### EXERCISE DETAILS
Transcribe all the records with complete accuracy.

### RECORDS SHOWN
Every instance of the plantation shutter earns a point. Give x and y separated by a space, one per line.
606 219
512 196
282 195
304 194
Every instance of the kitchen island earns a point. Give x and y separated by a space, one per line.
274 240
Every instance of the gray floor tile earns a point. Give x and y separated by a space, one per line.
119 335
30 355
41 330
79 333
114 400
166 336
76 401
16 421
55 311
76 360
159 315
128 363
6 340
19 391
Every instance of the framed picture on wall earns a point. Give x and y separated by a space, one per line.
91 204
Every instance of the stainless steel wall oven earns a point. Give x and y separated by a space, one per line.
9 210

### RESPONSE BELOW
Every instance of the plantation shutter earns a point. Give x and y separated by a space, one per line.
606 219
512 196
282 195
304 194
Every instance of the kitchen island earns a point. Give x and y separated by a space, one per line.
274 240
Every instance of the gray floor tile earns a point. Give x and y separated by a space, one per line.
119 335
30 355
41 330
79 333
114 400
166 336
76 401
16 421
55 311
76 360
159 315
128 363
6 340
19 391
Every instance of the framed picture on wall earns a point. Give x and y separated by a space, one per line.
91 204
Every instance of the stainless steel wall oven earns a point. Give x and y separated by a space, one per line.
9 210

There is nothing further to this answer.